==== GIVEN TEXT

Saudi Arabia’s new draft tax laws


Saudi Arabia’s Zakat, Tax, and Customs Authority (ZATCA) is in the process of comprehensively reforming its income tax and zakat framework, which mainly entails the introduction of a revised Income Tax Law, aiming to replace the existing law, and a unified Zakat and Tax Procedures Law. The aim is to foster a more business-friendly environment that attracts Foreign Direct Investment (FDI), while ensuring compliance with international standards. We provide the key highlights of the draft laws below.


Key highlights of the proposed reforms
  1. Comprehensive Tax Law Amendments: The proposed Draft Income Tax law introduces changes in partnership tax treatment, investment funds, and micro-enterprise taxpayers. It also includes detailed provisions for transfer pricing and introduces the concept of a preferential tax regime, which applies to international jurisdictions imposing an income tax rate under 15%.
  2. Force of attraction rules: The force of attraction principle is based on the concept that when a company has a permanent establishment (PE) in a foreign country, it becomes liable to pay taxes on the income generated from its operations in that country. This rule is being updated so that it applies when a non-resident taxpayer with a PE in Saudi Arabia conducts similar activities to its PE. However, this rule can be waived if the non-resident taxpayer can demonstrate valid economic or commercial reasons for not conducting these activities through its Saudi PE.
  3. Permanent Establishment: The concept of a Permanent Establishment (PE) has undergone revisions to specify instances that may establish a PE for a non-resident entity in Saudi Arabia. These instances include:
  • The presence of a management site;
  • Offices;
  • Facilities functioning as sales outlets;
  • The provision of services within Saudi Arabia directly by a non-resident entity or via its employees, associates, contractors, or other appointed individuals, particularly if these services extend over 30 days or more in any 12-month period.

========

INSTRUCTIONS TO FOLLOW
Pick up the text on Saudi Arabia's draft tax laws after its last sentence and continue writing it.

==== LISTED RECORDS

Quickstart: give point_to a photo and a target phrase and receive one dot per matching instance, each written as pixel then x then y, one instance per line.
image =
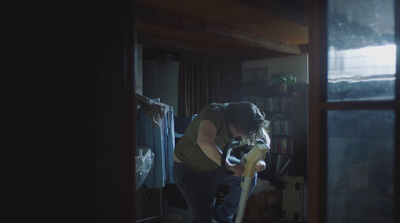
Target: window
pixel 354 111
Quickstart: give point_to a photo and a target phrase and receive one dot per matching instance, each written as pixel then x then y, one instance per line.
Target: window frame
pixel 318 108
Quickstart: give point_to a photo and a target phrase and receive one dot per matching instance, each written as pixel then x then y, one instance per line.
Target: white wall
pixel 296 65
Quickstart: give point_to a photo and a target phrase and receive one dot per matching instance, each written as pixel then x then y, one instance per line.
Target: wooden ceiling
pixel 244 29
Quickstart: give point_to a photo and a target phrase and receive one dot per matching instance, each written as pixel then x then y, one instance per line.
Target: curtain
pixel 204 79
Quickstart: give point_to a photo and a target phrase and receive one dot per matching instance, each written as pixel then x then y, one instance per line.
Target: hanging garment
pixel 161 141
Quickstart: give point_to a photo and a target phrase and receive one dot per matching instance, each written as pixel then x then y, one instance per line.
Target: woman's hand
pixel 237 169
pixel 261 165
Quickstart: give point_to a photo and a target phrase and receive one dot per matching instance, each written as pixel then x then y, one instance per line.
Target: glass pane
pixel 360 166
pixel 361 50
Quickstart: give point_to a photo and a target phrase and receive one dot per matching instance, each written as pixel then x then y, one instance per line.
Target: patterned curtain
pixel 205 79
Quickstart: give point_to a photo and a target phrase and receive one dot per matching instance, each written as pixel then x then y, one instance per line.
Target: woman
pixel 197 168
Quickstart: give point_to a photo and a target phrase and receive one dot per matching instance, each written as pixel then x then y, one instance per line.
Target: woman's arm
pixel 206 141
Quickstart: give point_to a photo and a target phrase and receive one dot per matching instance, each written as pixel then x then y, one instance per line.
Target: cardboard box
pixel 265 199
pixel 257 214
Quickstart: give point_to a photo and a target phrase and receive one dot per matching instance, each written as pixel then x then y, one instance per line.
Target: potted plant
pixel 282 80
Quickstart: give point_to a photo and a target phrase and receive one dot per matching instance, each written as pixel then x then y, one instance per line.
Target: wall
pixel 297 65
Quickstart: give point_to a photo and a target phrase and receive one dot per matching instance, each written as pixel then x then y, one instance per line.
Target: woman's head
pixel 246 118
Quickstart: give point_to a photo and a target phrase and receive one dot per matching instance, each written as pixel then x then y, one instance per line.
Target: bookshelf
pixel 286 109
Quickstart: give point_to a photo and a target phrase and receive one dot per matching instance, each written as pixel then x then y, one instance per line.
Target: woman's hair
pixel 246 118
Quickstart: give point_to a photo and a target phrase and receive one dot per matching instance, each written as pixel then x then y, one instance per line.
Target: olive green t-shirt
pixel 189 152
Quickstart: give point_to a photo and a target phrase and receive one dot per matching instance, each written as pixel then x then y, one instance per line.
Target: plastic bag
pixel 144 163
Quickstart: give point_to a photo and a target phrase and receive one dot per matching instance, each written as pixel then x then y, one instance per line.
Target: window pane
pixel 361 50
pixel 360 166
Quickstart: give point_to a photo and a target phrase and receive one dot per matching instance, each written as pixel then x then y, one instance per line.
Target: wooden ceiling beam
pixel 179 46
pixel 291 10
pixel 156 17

========
==== LISTED RECORDS

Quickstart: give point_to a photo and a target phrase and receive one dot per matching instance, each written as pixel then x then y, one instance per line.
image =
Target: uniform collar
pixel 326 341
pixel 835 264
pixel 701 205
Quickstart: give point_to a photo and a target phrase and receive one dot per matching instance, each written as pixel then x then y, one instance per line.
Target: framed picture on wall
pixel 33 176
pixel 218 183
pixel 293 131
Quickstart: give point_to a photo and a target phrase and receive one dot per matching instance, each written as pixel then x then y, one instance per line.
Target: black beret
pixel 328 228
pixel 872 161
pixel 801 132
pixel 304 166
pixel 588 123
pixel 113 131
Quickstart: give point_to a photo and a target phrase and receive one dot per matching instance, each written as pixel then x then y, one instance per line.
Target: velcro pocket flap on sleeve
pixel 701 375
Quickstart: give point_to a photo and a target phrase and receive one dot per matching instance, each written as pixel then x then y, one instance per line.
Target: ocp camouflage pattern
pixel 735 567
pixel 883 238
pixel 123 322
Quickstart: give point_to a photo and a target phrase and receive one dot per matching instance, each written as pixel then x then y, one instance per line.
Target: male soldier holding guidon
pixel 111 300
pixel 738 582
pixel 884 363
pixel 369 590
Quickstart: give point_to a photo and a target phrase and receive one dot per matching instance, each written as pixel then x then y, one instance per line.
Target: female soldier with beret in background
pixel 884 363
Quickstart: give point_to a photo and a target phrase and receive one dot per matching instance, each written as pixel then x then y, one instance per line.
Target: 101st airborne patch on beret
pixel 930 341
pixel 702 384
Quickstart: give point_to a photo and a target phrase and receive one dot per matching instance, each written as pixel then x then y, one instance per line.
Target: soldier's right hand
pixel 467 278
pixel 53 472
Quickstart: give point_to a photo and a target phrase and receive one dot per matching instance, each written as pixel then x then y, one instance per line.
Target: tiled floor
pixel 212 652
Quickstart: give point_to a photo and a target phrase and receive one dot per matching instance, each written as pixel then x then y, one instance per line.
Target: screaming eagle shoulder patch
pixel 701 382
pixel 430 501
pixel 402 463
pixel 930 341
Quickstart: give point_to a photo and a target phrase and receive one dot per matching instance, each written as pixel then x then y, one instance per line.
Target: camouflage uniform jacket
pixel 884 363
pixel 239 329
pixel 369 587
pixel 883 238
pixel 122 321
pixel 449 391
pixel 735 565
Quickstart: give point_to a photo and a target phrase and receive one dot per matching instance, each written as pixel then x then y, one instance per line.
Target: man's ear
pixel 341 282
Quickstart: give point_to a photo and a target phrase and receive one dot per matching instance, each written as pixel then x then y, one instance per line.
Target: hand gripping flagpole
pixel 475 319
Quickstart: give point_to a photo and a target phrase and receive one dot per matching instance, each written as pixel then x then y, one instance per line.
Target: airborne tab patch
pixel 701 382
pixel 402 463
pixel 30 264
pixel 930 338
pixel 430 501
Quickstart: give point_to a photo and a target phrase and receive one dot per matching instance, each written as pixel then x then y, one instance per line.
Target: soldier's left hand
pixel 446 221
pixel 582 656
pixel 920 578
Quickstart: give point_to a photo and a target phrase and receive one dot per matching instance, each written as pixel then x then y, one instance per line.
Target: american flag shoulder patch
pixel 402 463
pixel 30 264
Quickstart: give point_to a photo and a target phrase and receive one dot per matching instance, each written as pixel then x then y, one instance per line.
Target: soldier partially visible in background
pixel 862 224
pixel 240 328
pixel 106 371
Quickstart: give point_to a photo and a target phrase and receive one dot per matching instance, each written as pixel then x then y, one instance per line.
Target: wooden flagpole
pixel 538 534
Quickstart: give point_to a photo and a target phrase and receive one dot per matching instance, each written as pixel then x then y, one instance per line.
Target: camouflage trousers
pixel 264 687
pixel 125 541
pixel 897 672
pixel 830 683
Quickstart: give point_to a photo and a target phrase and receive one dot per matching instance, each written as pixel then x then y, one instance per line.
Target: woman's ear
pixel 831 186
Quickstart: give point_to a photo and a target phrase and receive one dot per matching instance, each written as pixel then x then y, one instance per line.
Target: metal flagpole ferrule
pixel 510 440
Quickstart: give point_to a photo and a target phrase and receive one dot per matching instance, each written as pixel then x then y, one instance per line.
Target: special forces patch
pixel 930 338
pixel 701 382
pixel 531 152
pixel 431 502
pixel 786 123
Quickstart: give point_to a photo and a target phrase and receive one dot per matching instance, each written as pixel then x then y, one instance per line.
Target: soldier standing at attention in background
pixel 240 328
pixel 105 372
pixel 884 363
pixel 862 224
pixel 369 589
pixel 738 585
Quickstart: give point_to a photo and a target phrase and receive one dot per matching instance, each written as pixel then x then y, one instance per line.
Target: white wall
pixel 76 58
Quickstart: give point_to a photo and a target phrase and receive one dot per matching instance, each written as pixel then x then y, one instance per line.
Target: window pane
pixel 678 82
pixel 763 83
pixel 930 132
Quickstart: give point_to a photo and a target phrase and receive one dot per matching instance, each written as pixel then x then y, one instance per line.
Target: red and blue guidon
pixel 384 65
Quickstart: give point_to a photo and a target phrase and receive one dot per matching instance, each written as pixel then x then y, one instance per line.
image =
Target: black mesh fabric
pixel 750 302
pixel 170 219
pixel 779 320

========
==== LISTED RECORDS

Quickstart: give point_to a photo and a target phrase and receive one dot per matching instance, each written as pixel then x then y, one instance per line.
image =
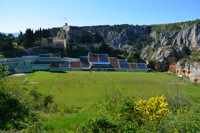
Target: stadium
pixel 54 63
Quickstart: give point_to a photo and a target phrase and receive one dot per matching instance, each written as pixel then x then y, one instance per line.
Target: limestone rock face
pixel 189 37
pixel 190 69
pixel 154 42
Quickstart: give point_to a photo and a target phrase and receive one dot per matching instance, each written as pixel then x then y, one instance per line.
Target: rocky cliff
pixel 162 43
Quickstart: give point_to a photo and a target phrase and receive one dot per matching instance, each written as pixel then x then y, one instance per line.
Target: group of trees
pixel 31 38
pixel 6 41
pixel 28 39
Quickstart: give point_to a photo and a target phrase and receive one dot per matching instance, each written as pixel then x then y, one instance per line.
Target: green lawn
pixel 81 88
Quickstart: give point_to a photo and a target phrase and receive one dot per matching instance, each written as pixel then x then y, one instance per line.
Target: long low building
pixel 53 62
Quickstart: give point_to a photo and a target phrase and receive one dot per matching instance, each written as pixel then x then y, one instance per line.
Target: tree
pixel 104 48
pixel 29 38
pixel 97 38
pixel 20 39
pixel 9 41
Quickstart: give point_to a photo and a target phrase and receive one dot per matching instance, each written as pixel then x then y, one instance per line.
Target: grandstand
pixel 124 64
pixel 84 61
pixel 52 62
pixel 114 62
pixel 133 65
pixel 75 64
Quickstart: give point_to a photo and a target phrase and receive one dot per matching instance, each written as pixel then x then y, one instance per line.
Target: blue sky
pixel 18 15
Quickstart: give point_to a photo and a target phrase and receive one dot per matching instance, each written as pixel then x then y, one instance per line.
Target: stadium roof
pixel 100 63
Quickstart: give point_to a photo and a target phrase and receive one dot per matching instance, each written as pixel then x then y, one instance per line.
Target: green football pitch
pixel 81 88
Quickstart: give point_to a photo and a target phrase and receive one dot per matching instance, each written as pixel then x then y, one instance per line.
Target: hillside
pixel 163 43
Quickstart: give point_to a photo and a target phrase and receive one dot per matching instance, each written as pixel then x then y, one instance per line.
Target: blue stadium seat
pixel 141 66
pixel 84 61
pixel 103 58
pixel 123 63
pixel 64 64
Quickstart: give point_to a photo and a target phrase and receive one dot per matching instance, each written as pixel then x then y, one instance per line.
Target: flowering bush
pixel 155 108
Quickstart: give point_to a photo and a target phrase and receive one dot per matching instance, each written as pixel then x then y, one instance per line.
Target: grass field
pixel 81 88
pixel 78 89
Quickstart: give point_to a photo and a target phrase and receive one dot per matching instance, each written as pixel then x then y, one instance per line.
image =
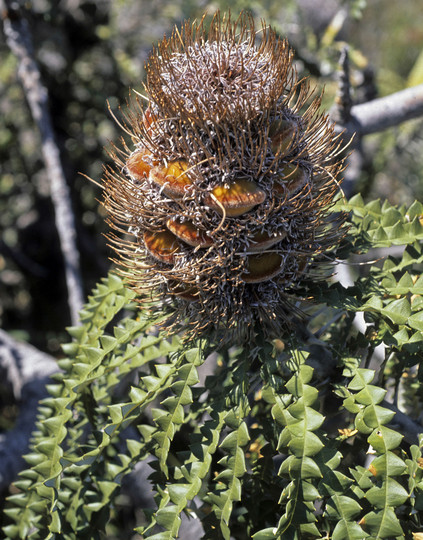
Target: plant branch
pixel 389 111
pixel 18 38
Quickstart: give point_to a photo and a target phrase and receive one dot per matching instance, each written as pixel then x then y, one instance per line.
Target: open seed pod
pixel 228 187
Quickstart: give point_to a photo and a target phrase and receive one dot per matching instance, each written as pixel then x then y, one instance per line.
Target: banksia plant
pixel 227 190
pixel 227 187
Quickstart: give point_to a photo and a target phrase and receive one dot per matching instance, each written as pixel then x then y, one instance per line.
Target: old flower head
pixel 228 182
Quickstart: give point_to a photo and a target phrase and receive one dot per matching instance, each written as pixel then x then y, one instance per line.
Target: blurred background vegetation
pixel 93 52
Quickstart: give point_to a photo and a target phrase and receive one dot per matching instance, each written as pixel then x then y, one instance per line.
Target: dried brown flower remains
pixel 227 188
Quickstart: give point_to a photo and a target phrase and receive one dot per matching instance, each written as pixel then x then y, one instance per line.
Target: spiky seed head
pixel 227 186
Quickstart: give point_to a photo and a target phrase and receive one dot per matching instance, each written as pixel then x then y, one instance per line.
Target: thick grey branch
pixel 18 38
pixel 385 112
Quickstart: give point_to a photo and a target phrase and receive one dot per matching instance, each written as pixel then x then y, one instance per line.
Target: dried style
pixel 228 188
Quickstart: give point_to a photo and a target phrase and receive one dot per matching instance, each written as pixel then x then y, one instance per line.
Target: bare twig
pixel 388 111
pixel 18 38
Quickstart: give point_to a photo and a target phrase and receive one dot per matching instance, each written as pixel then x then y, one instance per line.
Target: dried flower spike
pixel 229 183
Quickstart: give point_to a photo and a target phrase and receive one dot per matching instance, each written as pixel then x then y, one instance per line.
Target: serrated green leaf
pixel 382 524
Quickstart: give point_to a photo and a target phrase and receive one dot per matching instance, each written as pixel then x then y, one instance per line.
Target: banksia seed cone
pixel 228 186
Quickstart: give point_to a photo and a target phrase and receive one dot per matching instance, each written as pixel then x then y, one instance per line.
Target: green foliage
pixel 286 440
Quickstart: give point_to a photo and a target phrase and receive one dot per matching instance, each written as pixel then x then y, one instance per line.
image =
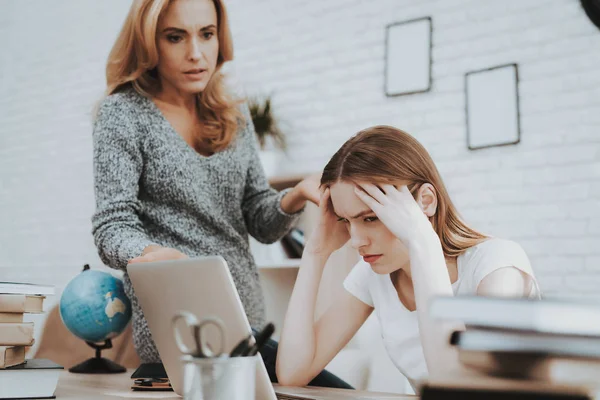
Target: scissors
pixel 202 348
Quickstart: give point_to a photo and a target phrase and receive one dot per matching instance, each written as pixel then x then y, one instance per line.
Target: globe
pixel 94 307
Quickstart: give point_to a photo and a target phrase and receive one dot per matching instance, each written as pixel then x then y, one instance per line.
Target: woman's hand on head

========

THE OUTPUT
The draft has the effect that a PE is not automatically established where a non-resident conducts business in Saudi Arabia through a broker, a general commission agent, or any other independently acting agent. However, if an agent’s business mainly represents a non-resident entity and the terms between them are not akin to those typically set between two unrelated parties, this agent may be regarded as dependent under the new law, thus establishing a PE presence.

Preferential Tax Regimes: For the first time, the Draft Income Tax Law introduces the notion of ‘preferential tax regimes’, defining these as systems that offer tax or related benefits exceeding those available under Saudi Arabia’s own laws.

Characteristics of a preferential tax regime include:

  • An income tax rate below 15%.
  • Absence of an information exchange agreement with Saudi Arabia.
  • Provision of tax advantages to entities without the necessity for actual economic activity or lacking substantial commercial presence.

Anti-avoidance: The Draft law also focuses on anti-avoidance, stipulating that transactions involving entities in preferential tax regimes will be subject to distinct tax treatments. This includes the rules on the deductibility of expenses, depreciation methods, withholding tax rates, and transfer pricing regulations.

Transfer pricing: Additionally, the Draft Law further specifies that expenses not adhering to the arm’s length principle, when paid to related entities or permanent establishments in these preferential tax regimes, will not be recognized for tax purposes.

Hybrid Instruments: The concept of “hybrid instruments” is now defined in the Draft law, and these instruments will not qualify for tax deductions or exemptions if their tax treatment differs in the jurisdiction of the counterparty, especially if the appropriate tax is not applied in that jurisdiction.

Additionally, tax deductions in Saudi Arabia may not apply to payments made to a non-resident entity if that entity is not recognized as a legal entity in its home jurisdiction, does not hold a similar status under the tax laws of its home country, or where payments are not subject to taxation in the entity’s home country.

Mergers and restructuring: The proposed Draft Income Tax Law stipulates that in the event of a merger or demerger, where equity, or assets and liabilities of a legal entity are transferred, the resulting profits and losses will not be included in taxable income, provided that the assets and liabilities involved are valued at their book values prior to the merger.

Participation exemption: Dividends, capital gains, and liquidation distributions from a resident’s direct investment in resident or non-resident entities may be exempt from corporate income tax, provided that the taxpayer holds at least 10% stake for a continuous 365-day period before the year of distribution. The draft law also outlines specific scenarios where this exemption does not apply.

Sale of shares in KSA company: A non-resident company may be exempt from income tax on gains from the direct or indirect disposal of shares, stocks, units, or partnership interests in a Saudi-based company, on condition that the sale is to another company within the Kingdom that belongs to the same group.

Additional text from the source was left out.